• _Stated problem A_:
List each distinct person who posted a message in the CVS repository thread below.

• _Passage_:
::::::::::
Google Groups no longer supports new Usenet posts or subscriptions. Historical content remains viewable.
Dismiss

Copying parts of a repository, excluding revisions post-TAGNAME...

0 views
Skip to first unread message

Leander Hasty

unread,
Dec 31, 2003, 2:30:20 PM12/31/03
to info...@gnu.org
Hello,

As part of contracted work on a product, we received a tarball of the
project source and data from another company.

We'd very much like to have the entire revision history of all of these
files; the other company is willing to give us the directory trees for
the project from their CVS repository. From what I understand, I could
normally just accept a tarball of said directories and manually insert
them into a local CVS repository and possibly edit the CVSROOT files a
bit.

However, we're not entitled to any of their source on this project past
a certain release, which is tagged in their repository.

Digging through "man 5 rcsfile" and "doc/RCSFILE", it seems like it
would be possible to write a script to process each ,v file, determine
the version associated with the TAGNAME, and then trim out any entries
in the rcs file that have a version greater than this number. I'm more
than a bit concerned about the difficulty of creating a robust script
which can be used on a large (tens of GB) CVS repository, remotely, by
someone else (who is inexperienced in CVS administration).

So, questions:

- Does there exist a CVS command, client, utility, or script (even
third-party) which already has this capability, or some form thereof?

- If not, given that I'd only have a day or two to roll my own utility,
what sort of hurdles should I expect? (Is it possible?)

- Does the rcsfile format (or the way CVS uses it) guarantee
chronological ordering of the "delta" and "deltatext" entries in the
file?
That is, can I expect any checkins post-TAGNAME to be after the tag
entry in the ,v file, in each of their respective sections?

- What other data in the ,v file would I have to change if I could
delete all of the post-TAGNAME entries? ("head", probably...
"symbols"?)

- Can anyone suggest any more sane way to do this?

- What documentation should I be looking at, aside from that mentioned
above?

Thanks for your time and patience.

--
Leander Hasty


Larry Jones

unread,
Dec 31, 2003, 2:47:41 PM12/31/03
to Leander Hasty, info...@gnu.org
Leander Hasty writes:
>
> - Does there exist a CVS command, client, utility, or script (even
> third-party) which already has this capability, or some form thereof?

"cvs admin -otag::" may be exactly what you're looking for.

-Larry Jones

These pictures will remind us of more than we want to remember.
-- Calvin's Mom


Leander Hasty

unread,
Dec 31, 2003, 2:52:17 PM12/31/03
to Larry Jones, info...@gnu.org
> From: Larry Jones [mailto:lawrenc...@ugsplm.com]
> Sent: Wednesday, December 31, 2003 11:48 AM

> "cvs admin -otag::" may be exactly what you're looking for.

> -Larry Jones

Excellent! Thanks, this is exactly the sort of thing I was looking for.
You've saved me a tremendous amount of time.

:grin:

--
Leander Hasty


Mark D. Baushke

unread,
Dec 31, 2003, 3:50:49 PM12/31/03
to Larry Jones, info...@gnu.org
-----BEGIN PGP SIGNED MESSAGE-----
Hash: SHA1

Larry Jones <lawrenc...@ugsplm.com> writes:

> Leander Hasty writes:
> >
> > - Does there exist a CVS command, client, utility, or script (even
> > third-party) which already has this capability, or some form thereof?
::::::::::
• _Stated problem B_:
Extract the rows that run from the line containing "the blurred forest" through the line containing "[[605, 58]]", with both of those lines included, and copy them verbatim.
::::::::::
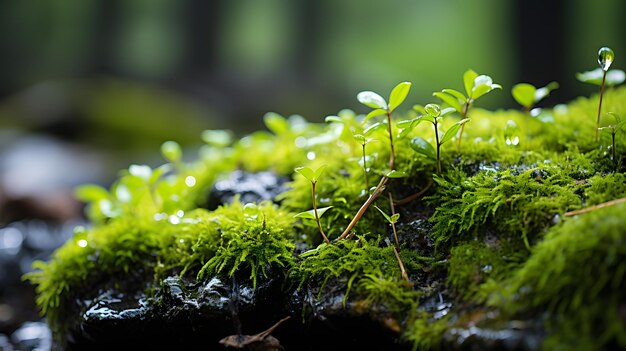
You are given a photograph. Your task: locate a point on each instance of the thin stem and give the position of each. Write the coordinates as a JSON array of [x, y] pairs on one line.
[[317, 218], [393, 225], [463, 116], [613, 146], [438, 147], [600, 105], [592, 208], [402, 270], [367, 186], [379, 190], [392, 157]]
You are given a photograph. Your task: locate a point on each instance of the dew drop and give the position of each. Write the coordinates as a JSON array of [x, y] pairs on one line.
[[605, 58], [190, 181]]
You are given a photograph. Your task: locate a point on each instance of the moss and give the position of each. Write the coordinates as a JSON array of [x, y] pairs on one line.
[[362, 265], [577, 274]]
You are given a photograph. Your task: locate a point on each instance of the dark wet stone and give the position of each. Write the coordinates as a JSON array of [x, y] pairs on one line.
[[251, 187], [32, 336]]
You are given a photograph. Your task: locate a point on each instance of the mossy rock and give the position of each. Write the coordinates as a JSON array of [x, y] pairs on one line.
[[513, 245]]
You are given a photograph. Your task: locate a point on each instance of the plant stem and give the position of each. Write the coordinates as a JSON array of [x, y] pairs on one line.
[[592, 208], [317, 218], [600, 104], [463, 116], [393, 225], [379, 190], [392, 156], [438, 147], [402, 270], [367, 186]]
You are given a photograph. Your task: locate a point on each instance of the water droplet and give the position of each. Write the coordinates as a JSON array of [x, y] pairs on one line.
[[605, 58], [510, 133], [190, 181]]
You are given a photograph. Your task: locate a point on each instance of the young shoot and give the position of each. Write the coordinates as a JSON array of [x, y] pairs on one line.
[[475, 86], [315, 213], [602, 76], [528, 95], [362, 140], [434, 114], [611, 123], [380, 108]]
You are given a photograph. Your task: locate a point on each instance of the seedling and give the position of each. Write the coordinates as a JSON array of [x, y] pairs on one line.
[[380, 107], [364, 141], [315, 213], [475, 87], [613, 124], [434, 114], [605, 59], [528, 95]]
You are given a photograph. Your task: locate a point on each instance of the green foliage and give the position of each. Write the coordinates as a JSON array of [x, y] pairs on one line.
[[527, 95], [576, 274], [514, 204], [351, 261], [255, 244]]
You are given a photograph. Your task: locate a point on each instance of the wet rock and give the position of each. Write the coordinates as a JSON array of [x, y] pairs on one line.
[[251, 187], [35, 336]]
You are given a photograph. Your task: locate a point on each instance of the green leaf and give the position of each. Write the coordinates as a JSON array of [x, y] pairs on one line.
[[310, 214], [276, 123], [396, 174], [374, 127], [398, 94], [450, 100], [171, 151], [468, 80], [91, 193], [318, 172], [306, 172], [330, 119], [375, 113], [433, 110], [524, 94], [541, 93], [395, 217], [141, 171], [423, 147], [457, 94], [371, 99], [217, 137], [450, 133], [613, 77]]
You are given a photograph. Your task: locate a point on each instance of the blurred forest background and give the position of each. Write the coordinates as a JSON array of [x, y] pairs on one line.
[[87, 87]]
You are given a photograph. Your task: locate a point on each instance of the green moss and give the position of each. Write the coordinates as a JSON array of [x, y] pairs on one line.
[[363, 265], [577, 274]]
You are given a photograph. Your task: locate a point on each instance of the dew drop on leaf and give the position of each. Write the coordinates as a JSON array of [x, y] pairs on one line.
[[605, 58]]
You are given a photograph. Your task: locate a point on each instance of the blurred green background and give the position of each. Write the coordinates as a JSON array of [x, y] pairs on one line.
[[120, 77]]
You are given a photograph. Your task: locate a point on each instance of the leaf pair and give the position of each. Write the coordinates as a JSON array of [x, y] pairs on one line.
[[528, 95], [310, 174], [378, 103], [475, 86]]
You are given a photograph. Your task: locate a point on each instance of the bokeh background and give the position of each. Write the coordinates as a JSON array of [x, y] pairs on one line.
[[88, 87]]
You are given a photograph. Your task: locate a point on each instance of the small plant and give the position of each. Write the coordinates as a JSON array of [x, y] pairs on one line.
[[364, 141], [434, 114], [613, 125], [380, 106], [315, 213], [528, 95], [605, 59], [475, 86]]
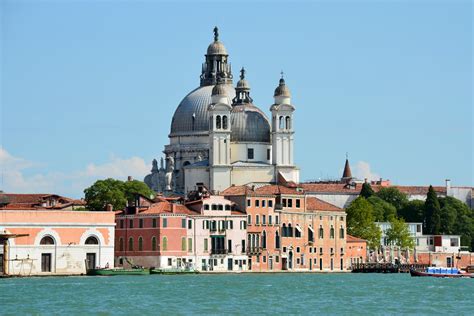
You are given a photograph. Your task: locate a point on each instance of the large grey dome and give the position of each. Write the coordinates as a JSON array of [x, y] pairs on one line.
[[249, 124], [191, 116]]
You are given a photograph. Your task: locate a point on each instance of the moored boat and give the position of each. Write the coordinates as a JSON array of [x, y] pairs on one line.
[[111, 272], [439, 272]]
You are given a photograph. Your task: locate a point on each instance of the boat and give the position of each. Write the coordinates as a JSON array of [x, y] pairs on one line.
[[439, 272], [118, 271], [173, 271]]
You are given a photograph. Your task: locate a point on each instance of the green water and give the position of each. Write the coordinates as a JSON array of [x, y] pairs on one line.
[[238, 294]]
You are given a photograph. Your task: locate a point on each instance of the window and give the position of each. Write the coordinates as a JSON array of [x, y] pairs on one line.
[[277, 240], [130, 244], [153, 243], [249, 153], [164, 245], [91, 241], [140, 244], [224, 122], [183, 243]]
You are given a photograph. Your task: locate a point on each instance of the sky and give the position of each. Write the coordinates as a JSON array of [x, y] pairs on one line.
[[88, 88]]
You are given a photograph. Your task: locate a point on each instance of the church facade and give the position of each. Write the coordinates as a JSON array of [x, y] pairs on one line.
[[220, 138]]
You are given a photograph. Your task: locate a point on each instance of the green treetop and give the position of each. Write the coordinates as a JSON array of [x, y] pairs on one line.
[[360, 222], [114, 192], [399, 235]]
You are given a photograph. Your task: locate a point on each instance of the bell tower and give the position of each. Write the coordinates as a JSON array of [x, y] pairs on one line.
[[219, 139], [283, 133]]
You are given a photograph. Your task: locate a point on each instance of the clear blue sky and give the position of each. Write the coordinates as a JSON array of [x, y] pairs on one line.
[[88, 88]]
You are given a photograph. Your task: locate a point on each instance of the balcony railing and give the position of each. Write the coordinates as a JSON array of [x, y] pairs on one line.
[[219, 251], [254, 250]]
::::::::::
• _Complete response A_:
Leander Hasty
Larry Jones
Mark D. Baushke

• _Complete response B_:
You are given a photograph. Your task: locate a point on each instance of the blurred forest background and give the position of each. Write the coordinates as a JSON array of [x, y] pairs on one line.
[[87, 87]]
You are given a photograph. Your task: locate a point on each instance of the green moss and give the position of each. Write the coordinates as a JSON array of [x, y] pairs on one line.
[[363, 265], [577, 274]]
You are given a photograph. Your task: locate a point on each instance of the dew drop on leaf and give the position of each. Write the coordinates as a JSON array of [x, y] pairs on one line.
[[605, 58]]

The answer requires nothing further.